## OBJECTIVE
Could you write out every entry exactly as it stands?

── WORKING DATA ──

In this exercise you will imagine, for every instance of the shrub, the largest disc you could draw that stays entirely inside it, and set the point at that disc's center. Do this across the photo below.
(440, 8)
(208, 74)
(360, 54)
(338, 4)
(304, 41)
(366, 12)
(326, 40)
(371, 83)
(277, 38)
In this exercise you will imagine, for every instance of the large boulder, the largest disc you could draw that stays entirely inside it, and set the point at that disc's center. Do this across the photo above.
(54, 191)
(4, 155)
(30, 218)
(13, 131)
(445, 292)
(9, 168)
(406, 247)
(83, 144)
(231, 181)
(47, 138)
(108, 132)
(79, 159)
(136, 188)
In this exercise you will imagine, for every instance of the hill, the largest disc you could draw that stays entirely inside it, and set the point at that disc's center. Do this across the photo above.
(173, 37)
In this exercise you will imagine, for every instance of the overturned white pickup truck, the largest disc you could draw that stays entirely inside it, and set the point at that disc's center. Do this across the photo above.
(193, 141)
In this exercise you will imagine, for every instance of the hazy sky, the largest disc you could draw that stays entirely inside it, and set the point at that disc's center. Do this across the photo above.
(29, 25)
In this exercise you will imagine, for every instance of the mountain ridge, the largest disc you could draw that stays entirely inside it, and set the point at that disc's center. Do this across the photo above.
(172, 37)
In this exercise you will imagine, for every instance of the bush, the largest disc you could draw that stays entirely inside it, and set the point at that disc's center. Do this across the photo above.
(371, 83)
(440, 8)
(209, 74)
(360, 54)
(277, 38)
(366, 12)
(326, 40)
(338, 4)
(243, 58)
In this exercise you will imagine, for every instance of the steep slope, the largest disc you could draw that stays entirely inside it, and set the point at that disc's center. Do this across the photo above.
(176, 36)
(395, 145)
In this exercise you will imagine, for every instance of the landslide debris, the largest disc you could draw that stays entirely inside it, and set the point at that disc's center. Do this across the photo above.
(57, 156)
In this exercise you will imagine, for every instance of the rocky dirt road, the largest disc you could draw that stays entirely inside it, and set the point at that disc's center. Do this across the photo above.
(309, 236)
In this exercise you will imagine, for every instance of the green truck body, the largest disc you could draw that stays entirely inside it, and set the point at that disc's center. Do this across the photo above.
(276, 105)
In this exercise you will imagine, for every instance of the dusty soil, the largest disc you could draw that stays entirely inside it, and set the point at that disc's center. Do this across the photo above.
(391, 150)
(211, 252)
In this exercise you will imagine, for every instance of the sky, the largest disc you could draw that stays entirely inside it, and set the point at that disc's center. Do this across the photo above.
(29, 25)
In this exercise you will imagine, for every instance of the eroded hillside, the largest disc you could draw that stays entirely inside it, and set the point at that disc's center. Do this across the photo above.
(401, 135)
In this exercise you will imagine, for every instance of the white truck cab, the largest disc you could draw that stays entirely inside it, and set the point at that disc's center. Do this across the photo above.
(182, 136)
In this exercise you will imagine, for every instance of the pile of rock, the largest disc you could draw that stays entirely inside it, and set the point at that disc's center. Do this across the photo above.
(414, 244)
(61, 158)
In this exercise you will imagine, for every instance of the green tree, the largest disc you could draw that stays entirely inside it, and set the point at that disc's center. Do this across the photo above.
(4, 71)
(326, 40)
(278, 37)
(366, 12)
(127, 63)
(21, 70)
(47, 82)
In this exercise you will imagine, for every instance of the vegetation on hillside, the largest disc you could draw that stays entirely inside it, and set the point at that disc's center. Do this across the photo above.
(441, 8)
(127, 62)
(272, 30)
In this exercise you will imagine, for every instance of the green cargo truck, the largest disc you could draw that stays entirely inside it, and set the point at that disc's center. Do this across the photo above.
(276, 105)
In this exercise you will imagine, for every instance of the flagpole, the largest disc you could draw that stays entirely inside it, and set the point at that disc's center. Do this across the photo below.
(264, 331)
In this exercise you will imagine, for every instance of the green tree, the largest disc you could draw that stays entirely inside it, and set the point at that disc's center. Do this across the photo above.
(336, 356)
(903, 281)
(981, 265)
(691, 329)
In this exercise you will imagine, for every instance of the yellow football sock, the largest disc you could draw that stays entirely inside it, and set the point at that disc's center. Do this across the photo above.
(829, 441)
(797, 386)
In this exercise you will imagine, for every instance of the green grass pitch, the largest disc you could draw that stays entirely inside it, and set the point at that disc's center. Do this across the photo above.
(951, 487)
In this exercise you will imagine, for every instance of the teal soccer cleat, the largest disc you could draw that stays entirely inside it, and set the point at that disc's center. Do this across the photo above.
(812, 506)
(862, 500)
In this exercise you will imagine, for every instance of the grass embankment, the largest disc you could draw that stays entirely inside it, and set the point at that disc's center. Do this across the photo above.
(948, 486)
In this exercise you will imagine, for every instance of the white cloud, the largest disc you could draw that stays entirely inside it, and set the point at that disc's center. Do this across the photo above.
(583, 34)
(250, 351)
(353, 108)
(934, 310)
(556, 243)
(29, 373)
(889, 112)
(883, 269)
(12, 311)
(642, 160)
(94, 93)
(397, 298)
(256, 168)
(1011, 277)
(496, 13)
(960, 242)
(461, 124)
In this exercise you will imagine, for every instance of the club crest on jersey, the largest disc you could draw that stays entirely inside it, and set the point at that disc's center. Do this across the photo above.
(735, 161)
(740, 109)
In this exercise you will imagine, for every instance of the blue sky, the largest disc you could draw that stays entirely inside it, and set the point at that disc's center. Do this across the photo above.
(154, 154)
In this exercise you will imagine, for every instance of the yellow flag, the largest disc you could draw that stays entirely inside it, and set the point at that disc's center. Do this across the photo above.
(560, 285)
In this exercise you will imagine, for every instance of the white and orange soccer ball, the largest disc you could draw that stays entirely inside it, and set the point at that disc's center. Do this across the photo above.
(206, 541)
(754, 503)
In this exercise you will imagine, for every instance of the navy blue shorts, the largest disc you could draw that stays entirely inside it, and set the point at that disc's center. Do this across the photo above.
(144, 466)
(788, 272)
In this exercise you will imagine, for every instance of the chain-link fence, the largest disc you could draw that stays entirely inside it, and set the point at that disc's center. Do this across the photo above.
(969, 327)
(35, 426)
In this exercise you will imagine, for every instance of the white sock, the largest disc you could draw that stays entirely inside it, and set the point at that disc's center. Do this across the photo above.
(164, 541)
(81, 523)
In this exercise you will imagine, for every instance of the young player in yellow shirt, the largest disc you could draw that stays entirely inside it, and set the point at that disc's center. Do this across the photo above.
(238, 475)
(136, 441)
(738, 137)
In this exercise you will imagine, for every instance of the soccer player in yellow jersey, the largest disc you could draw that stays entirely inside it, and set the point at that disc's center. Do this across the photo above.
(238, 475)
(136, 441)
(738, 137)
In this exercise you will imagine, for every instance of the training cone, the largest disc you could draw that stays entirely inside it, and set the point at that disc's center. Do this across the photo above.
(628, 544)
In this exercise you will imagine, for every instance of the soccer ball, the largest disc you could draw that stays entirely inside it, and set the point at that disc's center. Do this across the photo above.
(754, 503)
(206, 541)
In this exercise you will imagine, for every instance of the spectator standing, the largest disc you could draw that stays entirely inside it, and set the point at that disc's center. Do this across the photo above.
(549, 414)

───

## SOLVED EXERCISE
In this exercise you will imagine, for every instance of the shrub, the largest disc you could draw that stays entirely inside it, and set the point at that disc's center. Do this across the photo below.
(440, 8)
(208, 74)
(360, 54)
(338, 4)
(304, 41)
(366, 12)
(326, 40)
(371, 83)
(277, 38)
In this exercise you will imagine, for every instance of the large boulder, the largest disc you could draw that stays entirely inside it, and set the point at that disc's center. Do this across the photo above.
(54, 191)
(4, 155)
(30, 218)
(13, 131)
(445, 292)
(9, 168)
(406, 247)
(83, 144)
(231, 181)
(47, 138)
(108, 132)
(79, 159)
(136, 188)
In this exercise you will imagine, for every instance of the hill, the largest disc you could draw that stays entirely inside it, and set the point at that disc's center. Do this across the photo above.
(173, 37)
In this exercise you will imagine, for every instance of the overturned white pickup truck, the largest disc you could draw that stays entirely inside it, and set the point at that disc's center. Do this across the photo above.
(193, 141)
In this exercise you will imagine, for every instance of the hazy sky, the largest disc you could draw that stays entirely inside it, and set the point at that disc's center. Do this across the photo above.
(29, 25)
In this exercise you will imagine, for every instance of the mountain ridge, the largest disc you could draw that stays entirely inside it, and set the point at that disc's center. Do this across the photo above.
(172, 37)
In this exercise you will imagine, for every instance of the bush, the largest disc you could draw that stays entirely inside it, and set the point at that disc's center. Do this across the photo above.
(371, 83)
(440, 8)
(209, 74)
(360, 54)
(277, 38)
(366, 12)
(326, 40)
(338, 4)
(243, 58)
In this exercise you will imagine, for every instance of the steep slope, the largest disc you could draw that stays entirely inside it, and set the point at that disc's center. Do this across the photo above.
(176, 36)
(395, 145)
In this exercise you will imagine, for every instance of the landslide debris, the largest disc you could draw that stays entirely inside it, and set the point at that disc's center. Do this across the photo above.
(57, 156)
In this exercise you will imagine, for every instance of the rocky dirt road, the largest disc you could draw that stays entirely inside it, and set the point at that disc's center. Do this across the photo above.
(309, 236)
In this exercise you will imagine, for every instance of the green truck body, the largest disc you could draw that stays entirely inside it, and set the point at that disc's center. Do this across the photo above.
(276, 105)
In this exercise you will imagine, for every instance of the dusty soil, the largest disc you could draw that stays entirely inside it, and set the point at that disc's center. Do this across the photo above.
(391, 150)
(211, 252)
In this exercise you will imagine, for every instance of the sky, the largest disc you could draw that stays entirely inside it, and set the point at that disc's center. Do this across the photo above.
(29, 25)
In this exercise you will imagine, for every instance of the eroded hillside, the largest disc you could draw that stays entirely inside it, and set the point at that disc's center. Do this across the photo above.
(401, 135)
In this exercise you will imagine, for every instance of the white truck cab, the largest disc you could draw that stays entirely inside it, and set the point at that disc's center. Do this across the photo above.
(182, 136)
In this exercise you will imagine, for every instance of the pile of rock, the largest disc you could draw that stays entirely inside it, and set the point at that disc's center. Do this across the photo above.
(414, 244)
(61, 158)
In this exercise you will imagine, for every instance of the green tree, the largest disc you could draw that stays entirely inside it, and set the point at that disc's center. Do this across the photo above.
(4, 71)
(326, 40)
(278, 37)
(366, 12)
(127, 63)
(21, 70)
(47, 82)
In this exercise you will imagine, for every instance of the vegetation on hillside, the largest disc you could draw that stays entirely inside it, and set the point at that disc's center. Do this across the photo above.
(441, 8)
(127, 62)
(272, 30)
In this exercise you will imagine, for every instance of the green cargo truck, the largest disc you could draw that stays entirely inside it, and set the point at that disc's center. Do this across the photo above.
(276, 105)
In this exercise you will imagine, for every instance of the flagpole, the largest disc you could draw that stays entirely inside it, and set the point at that disc's center. Do this across the photo below.
(264, 331)
In this exercise you will imagine, for every instance of the green tree, the largest disc you could draw that stays entirely inside it, and set the point at that disc's center. Do this across the photo above.
(336, 356)
(903, 281)
(981, 265)
(691, 329)
In this exercise you will imagine, for every instance of the yellow football sock, the largest disc you could draw that stays entirely inside it, and set the point at that disc's center. Do this across the photo above.
(829, 441)
(797, 386)
In this exercise you will imagine, for every instance of the green grass pitch, the largest disc you could draw that stays entirely inside it, and set the point at that disc's center. Do this across the photo above.
(951, 487)
In this exercise you will imagine, for every instance of the teal soccer cleat, the largest disc you could draw that stays entirely inside it, and set the point at that disc's center. Do this across the photo above.
(812, 506)
(862, 500)
In this exercise you will imagine, for every instance of the grass embankment, the largest disc you could draw that stays entirely inside it, and set the point at that disc's center. Do this across the photo above.
(948, 486)
In this exercise you will imagine, for every instance of the white cloud, the largest disc you could draw that stays entirely inside it, and set the point at that disc's center. Do this across the photo above.
(583, 34)
(250, 351)
(353, 108)
(934, 310)
(556, 243)
(29, 373)
(889, 112)
(883, 269)
(12, 311)
(642, 160)
(94, 93)
(397, 298)
(256, 168)
(1011, 277)
(496, 13)
(960, 242)
(461, 124)
In this exercise you will imagine, for every instance of the club crest on jersey, the largest disc you could draw that stays entirely inside it, and set the point at that disc's center. Do this across the photo above.
(735, 161)
(740, 109)
In this exercise you will imagine, for every instance of the blue sky, the largest disc you could draw that stays entirely inside it, and set the point at that disc's center. Do this across the photo above.
(154, 154)
In this exercise you will imagine, for every instance of the yellow flag, the largest disc you could draw that stays entirely inside it, and set the point at that disc's center. Do this across the photo above.
(560, 285)
In this exercise you will imagine, for every instance of the white and orange soccer ball, the largest disc you could draw that stays entirely inside it, and set the point at that disc's center. Do this across the photo above.
(206, 541)
(754, 503)
In this exercise you will imagine, for every instance of the navy blue shorts, the largest disc you could draw that stays entirely inside it, and set the point at that disc's center. Do this across the photo above.
(144, 466)
(788, 272)
In this exercise you will imagine, for every instance of the chain-link fence, the largest disc you could draw that stays entirely inside it, and set the point at that disc's center. Do this across the photo above.
(969, 327)
(35, 426)
In this exercise you will imagine, for every instance of the white sock, the largest disc you could draw that stays entirely inside it, and set the point at that disc's center. Do this across the photo above.
(164, 541)
(81, 523)
In this exercise you will imagine, for every instance of the young player in yellow shirt, the largest disc you could draw that stays entirely inside it, and set the point at that disc's center. Do this across the photo above.
(238, 475)
(136, 441)
(738, 137)
In this exercise you will imagine, for every instance of the soccer player in yellow jersey, the largest disc you could draw that stays entirely inside it, and set the point at that disc's center. Do this across the photo above.
(238, 475)
(136, 441)
(738, 137)
In this exercise you will imagine, for every instance of the training cone, the largest disc you could draw that stays entirely inside it, and set the point at that disc's center. Do this across the photo above.
(628, 544)
In this exercise you will imagine, for every instance of the soccer ball, the largest disc you could draw that stays entirely inside it, and set the point at that disc's center. Do this across the photo above.
(754, 503)
(206, 541)
In this exercise you will imagine, for every instance of the spectator standing, the largest disc you could draw that stays entirely inside it, and set the point at that disc's center. Do this across the photo above.
(549, 414)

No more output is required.